**To do:** Could you repeat all of the entries below, character for character?

[Dataset excerpts]

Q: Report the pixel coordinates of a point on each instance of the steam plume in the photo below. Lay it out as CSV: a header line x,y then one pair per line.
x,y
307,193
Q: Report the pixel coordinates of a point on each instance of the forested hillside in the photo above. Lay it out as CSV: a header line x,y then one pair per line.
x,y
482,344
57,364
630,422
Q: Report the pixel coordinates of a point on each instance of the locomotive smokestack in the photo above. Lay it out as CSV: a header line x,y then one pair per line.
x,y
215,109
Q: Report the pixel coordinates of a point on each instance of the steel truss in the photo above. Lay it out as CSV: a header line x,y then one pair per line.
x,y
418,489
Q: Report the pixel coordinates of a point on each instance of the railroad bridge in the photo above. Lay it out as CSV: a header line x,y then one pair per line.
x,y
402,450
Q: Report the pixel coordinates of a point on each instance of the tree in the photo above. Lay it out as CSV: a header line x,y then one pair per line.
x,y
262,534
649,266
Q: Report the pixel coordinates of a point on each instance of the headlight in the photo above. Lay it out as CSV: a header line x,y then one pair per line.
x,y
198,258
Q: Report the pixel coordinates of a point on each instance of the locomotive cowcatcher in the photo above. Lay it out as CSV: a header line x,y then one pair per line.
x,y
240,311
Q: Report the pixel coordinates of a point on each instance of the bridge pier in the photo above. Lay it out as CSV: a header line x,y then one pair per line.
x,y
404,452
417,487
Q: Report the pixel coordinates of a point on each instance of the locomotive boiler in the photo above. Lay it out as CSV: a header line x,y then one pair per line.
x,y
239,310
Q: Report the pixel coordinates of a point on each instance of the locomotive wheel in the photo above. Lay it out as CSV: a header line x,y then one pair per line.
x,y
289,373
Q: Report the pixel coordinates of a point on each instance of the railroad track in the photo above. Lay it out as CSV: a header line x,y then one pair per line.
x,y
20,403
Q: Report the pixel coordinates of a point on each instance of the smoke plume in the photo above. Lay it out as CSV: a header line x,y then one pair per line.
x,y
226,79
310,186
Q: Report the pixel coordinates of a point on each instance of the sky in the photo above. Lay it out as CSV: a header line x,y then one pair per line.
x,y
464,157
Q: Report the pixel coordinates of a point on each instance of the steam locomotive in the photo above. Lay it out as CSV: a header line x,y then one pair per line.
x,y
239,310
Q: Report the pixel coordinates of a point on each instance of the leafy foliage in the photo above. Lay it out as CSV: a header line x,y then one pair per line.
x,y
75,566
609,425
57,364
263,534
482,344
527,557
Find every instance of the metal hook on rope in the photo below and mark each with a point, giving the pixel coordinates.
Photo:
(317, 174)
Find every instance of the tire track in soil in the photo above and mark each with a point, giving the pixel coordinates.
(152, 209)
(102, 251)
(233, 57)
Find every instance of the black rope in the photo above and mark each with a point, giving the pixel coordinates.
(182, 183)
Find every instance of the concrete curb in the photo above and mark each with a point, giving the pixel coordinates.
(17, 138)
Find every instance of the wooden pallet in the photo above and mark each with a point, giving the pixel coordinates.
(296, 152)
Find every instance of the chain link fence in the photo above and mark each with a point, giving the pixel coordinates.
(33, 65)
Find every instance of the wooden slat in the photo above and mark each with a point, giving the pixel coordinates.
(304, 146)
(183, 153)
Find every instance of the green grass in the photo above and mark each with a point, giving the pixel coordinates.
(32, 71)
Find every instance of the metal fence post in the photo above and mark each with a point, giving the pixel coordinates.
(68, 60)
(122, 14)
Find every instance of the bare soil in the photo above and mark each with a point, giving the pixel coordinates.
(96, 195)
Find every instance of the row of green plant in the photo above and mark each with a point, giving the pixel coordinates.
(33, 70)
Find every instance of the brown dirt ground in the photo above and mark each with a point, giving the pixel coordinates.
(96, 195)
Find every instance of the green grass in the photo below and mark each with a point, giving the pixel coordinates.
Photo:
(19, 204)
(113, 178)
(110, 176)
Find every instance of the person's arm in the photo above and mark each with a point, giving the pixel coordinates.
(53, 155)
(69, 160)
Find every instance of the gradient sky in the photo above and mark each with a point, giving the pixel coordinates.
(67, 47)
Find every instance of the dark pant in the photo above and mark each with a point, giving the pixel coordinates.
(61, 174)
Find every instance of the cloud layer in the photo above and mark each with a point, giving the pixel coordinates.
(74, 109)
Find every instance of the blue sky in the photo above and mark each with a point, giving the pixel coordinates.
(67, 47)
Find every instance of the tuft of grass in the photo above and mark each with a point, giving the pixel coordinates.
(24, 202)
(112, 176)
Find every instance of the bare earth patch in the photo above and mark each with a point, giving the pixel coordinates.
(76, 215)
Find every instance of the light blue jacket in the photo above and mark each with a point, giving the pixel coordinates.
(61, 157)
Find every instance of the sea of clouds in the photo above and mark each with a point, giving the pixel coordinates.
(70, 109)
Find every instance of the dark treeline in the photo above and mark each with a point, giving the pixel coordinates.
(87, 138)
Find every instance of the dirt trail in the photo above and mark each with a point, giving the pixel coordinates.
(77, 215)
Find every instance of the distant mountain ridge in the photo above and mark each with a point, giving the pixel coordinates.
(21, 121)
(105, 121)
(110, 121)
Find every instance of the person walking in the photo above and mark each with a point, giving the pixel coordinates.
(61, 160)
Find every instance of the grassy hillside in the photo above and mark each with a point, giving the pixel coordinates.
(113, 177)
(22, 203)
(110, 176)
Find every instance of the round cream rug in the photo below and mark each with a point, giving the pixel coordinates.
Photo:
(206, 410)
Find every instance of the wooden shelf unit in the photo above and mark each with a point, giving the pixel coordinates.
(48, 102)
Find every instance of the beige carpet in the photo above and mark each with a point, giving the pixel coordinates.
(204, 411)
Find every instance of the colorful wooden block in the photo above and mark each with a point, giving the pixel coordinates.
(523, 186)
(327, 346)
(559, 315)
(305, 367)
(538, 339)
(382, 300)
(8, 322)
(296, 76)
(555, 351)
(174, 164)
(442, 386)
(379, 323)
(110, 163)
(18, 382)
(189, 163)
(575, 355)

[/Dataset excerpts]

**Task result:**
Q: Report the pixel coordinates of a point on each instance of the steam plume in the photo below. Lay it out as CSV: a header line x,y then one pair per line.
x,y
307,193
Q: Report the pixel coordinates of a point on each instance of the forested hillside in the photo above. Lay it out as CSV: a header line x,y then one pair per line.
x,y
482,344
57,364
630,422
Q: Report the pixel coordinates of a point on each instance of the locomotive smokestack in the photo above. Lay it out as CSV: a header line x,y then one pair per line.
x,y
215,109
Q: Report the pixel coordinates of a point on each instance of the steel truss in the photo above. Lay it out as CSV: a header line x,y then one pair per line.
x,y
418,489
Q: Report the pixel coordinates of a point on each instance of the railroad bridge in the photo above. Lay it out as CSV: a header line x,y then one pair per line.
x,y
402,450
Q: Report the pixel coordinates of a point on each instance of the tree in the photo above. Lay it out as CSV: a header line x,y then one pair per line.
x,y
262,534
649,266
Q: Report the pixel coordinates of a point on each instance of the headlight in the photo above. Lay it out as CSV: a header line x,y then one pair per line.
x,y
198,258
Q: Report the pixel coordinates of a point on each instance of the locomotive cowcatcher in the photo above. Lay it out as CSV: a header line x,y then one pair per line.
x,y
240,311
Q: Report the pixel coordinates of a point on each instance of the bridge pier in the photo above. Lay it out as CSV: a header line x,y then one pair per line.
x,y
404,452
417,487
Q: Report the pixel coordinates of a point on each instance of the locomotive boiler in the photo above. Lay it out as CSV: a header line x,y then one pair per line.
x,y
239,310
Q: Report the pixel coordinates of a point on each instance of the locomotive wheel in the photo above. Lay it out as CSV: a header line x,y then one pair per line.
x,y
289,373
Q: Report the pixel coordinates of a point on each instance of the railroad track in the photo above. Lay it out as CSV: a header line x,y then one pair per line.
x,y
20,403
Q: Report the pixel coordinates of a point on each instance of the smoke plume in the photo above. Lay it out as CSV: a header line x,y then one pair per line.
x,y
226,79
310,186
Q: Report the pixel coordinates of a point on each instance of the sky in the photo above. Lay it out as CSV: a header line x,y then one pair per line.
x,y
464,157
Q: Report the pixel coordinates of a point on each instance of the steam locomotive in the photo above. Lay it out as CSV: a header line x,y then one pair per line.
x,y
239,310
Q: Report the pixel coordinates of a point on each instance of the leafy foliage in the photo above. Lay it out as CSV: a header line x,y then one pair per line.
x,y
75,566
609,425
57,364
263,534
482,344
527,557
Find every instance of the metal hook on rope in the photo below and mark each with a point, giving the pixel coordinates.
Photo:
(317, 174)
Find every instance of the tire track in soil in the photo above and mark each with a point, giving the pixel coordinates.
(152, 209)
(102, 251)
(233, 57)
Find every instance of the black rope in the photo above and mark each with a point, giving the pixel coordinates.
(182, 183)
Find every instance of the concrete curb in the photo above and mark each with a point, giving the pixel coordinates.
(17, 138)
Find every instance of the wooden pallet in the photo above and mark each with a point, giving the pixel coordinates.
(296, 152)
Find every instance of the chain link fence in the photo above and mark each with a point, giving the pixel coordinates.
(33, 65)
Find every instance of the wooden slat in the photo above and mark each with a point, giving the pixel coordinates.
(304, 146)
(183, 153)
Find every instance of the green grass in the photo above and mark each with a point, giving the pixel coordinates.
(32, 71)
Find every instance of the metal fence post in the photo above and mark each with a point, giving the pixel coordinates.
(68, 60)
(122, 14)
Find every instance of the bare soil in the photo above and mark each with a point, giving the pixel coordinates.
(96, 195)
Find every instance of the row of green plant in the photo above and mark each with a point, giving the pixel coordinates.
(33, 70)
Find every instance of the brown dirt ground in the photo above and mark each with a point, giving the pixel coordinates.
(96, 195)
Find every instance of the green grass in the photo below and mark each with a point, giving the pixel coordinates.
Photo:
(19, 204)
(113, 178)
(110, 176)
Find every instance of the person's arm in the photo above and mark each with a point, giving the pixel coordinates.
(53, 155)
(69, 160)
Find every instance of the gradient sky in the photo above and mark each with a point, giving the pixel coordinates.
(67, 47)
Find every instance of the dark pant in the photo above and mark each with a point, giving the pixel coordinates.
(61, 174)
Find every instance of the cloud layer in the photo above and mark each with a point, giving the pixel coordinates.
(74, 109)
Find every instance of the blue sky in the photo above and mark each with a point, giving the pixel coordinates.
(67, 47)
Find every instance of the tuft of grass in the photo above and mark each with a point, giving the pixel coordinates.
(24, 202)
(112, 176)
Find every instance of the bare earth patch in the photo above and mark each with a point, giving the pixel coordinates.
(76, 215)
Find every instance of the light blue jacket in the photo above and mark each with a point, giving the pixel coordinates.
(61, 157)
Find every instance of the sea of clouds in the photo above and mark each with a point, giving the pixel coordinates.
(70, 109)
Find every instance of the dark treeline in the photo above and mark each with a point, giving the pixel coordinates.
(87, 138)
Find every instance of the dirt trail in the photo above and mark each with a point, giving the pixel coordinates.
(77, 215)
Find every instance of the distant mountain ridge in the photo above and mark each with a point, giving the pixel coordinates.
(21, 121)
(105, 121)
(110, 121)
Find every instance of the person walking in the photo above and mark each with a point, giving the pixel coordinates.
(61, 160)
Find every instance of the grassy hillside in the photo above and mark each with a point, giving the pixel coordinates.
(113, 177)
(22, 203)
(110, 176)
Find every instance of the round cream rug in the photo below and mark each with a point, giving the pixel coordinates.
Photo:
(206, 410)
Find every instance of the wooden shelf unit in the photo above and mark each with a point, giving the pixel coordinates.
(48, 102)
Find every instance of the beige carpet in the photo above and mark each with a point, giving the pixel coordinates.
(204, 411)
Find every instance of the colorful wooden block in the photo above and mark each with a point, giving the pixel coordinates.
(523, 186)
(327, 346)
(559, 315)
(305, 367)
(538, 339)
(382, 300)
(8, 322)
(296, 76)
(555, 351)
(174, 164)
(442, 386)
(379, 323)
(110, 163)
(18, 382)
(189, 163)
(575, 355)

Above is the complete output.